__EXERCISE TASK__.
Return, exactly, the line that contains "Target: green tree foliage" together with all lines after it to the end of the entries, and no further lines.

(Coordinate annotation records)

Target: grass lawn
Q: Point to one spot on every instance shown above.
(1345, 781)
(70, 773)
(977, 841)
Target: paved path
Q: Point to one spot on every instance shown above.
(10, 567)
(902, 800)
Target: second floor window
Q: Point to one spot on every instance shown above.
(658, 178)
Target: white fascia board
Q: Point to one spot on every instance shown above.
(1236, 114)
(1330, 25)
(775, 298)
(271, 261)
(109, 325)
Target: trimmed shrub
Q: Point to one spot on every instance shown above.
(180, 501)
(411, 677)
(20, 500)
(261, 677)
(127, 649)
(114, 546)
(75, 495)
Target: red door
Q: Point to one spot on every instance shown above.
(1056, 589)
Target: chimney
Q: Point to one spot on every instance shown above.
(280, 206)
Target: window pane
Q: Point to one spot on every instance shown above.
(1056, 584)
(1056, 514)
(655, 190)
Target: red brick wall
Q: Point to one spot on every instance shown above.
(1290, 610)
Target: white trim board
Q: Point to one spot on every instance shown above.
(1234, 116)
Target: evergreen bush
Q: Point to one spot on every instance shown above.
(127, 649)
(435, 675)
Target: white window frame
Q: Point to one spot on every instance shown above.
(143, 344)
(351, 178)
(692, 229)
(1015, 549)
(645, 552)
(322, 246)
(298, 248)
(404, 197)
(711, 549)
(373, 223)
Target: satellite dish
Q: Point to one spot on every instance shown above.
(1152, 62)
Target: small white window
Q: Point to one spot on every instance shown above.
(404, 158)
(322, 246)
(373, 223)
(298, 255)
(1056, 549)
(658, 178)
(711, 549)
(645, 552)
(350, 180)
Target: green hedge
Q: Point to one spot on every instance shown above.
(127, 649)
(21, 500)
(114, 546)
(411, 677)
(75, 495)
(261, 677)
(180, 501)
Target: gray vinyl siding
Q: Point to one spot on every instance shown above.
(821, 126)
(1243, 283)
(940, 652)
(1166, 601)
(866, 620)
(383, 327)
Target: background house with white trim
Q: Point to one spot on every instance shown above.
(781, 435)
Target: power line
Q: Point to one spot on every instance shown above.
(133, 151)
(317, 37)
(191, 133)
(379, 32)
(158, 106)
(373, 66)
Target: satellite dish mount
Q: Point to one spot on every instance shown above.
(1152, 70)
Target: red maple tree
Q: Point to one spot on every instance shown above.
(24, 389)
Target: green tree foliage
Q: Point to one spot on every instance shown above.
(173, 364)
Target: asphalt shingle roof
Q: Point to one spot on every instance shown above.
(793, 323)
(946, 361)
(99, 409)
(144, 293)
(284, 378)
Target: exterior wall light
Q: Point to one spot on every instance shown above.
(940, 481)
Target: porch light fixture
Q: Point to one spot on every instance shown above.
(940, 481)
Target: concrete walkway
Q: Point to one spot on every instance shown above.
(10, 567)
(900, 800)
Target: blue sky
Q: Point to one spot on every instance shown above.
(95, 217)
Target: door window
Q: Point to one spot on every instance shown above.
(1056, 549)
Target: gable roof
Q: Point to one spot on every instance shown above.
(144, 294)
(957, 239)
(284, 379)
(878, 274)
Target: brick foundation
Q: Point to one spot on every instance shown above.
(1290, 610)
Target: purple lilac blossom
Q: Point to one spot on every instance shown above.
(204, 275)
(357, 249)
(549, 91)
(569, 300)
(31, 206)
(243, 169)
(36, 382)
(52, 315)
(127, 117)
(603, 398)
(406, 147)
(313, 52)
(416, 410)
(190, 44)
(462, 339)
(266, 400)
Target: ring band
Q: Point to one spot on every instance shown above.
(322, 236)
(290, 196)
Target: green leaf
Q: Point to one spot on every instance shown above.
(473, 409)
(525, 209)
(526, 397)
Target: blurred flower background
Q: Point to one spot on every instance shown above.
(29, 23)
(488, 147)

__SOLUTION FOR THIS TASK__.
Target: green tree foliage
Q: Point to one spot on every instance shown above.
(173, 364)
Target: asphalt shingle roof
Q: Point to one spot on every instance shown above.
(793, 323)
(946, 361)
(99, 409)
(144, 293)
(284, 378)
Target: exterior wall light
Q: Point to one spot on every instance shown above.
(940, 481)
Target: porch light fixture
Q: Point to one spot on every instance shown above.
(940, 481)
Target: concrete walkway
Q: Point to one spot on every instance shown above.
(10, 567)
(900, 800)
Target: blue sky
Q: Point to one spot on every instance shown above.
(95, 217)
Target: door window
Q: Point to one spot on every instance shown above.
(1056, 549)
Target: gable roof
Q: Point to one spot on every instance shown above.
(144, 294)
(957, 239)
(284, 379)
(878, 274)
Target: brick foundation
Q: Point to one spot on every instance shown above.
(1290, 610)
Target: purple lilac blossom
Q: Point to one spot on every instance shown above.
(204, 275)
(357, 249)
(549, 91)
(569, 300)
(31, 206)
(243, 169)
(36, 382)
(52, 315)
(127, 117)
(603, 398)
(406, 147)
(313, 52)
(416, 410)
(190, 44)
(462, 339)
(266, 400)
Target: ring band
Q: Point to one spot on every instance shown above.
(322, 236)
(290, 196)
Target: green leaf
Q: Point to one spot on every instance shown above.
(473, 409)
(525, 209)
(526, 397)
Target: blurred flower background
Q: Point to one spot on every instance shown above.
(29, 23)
(488, 147)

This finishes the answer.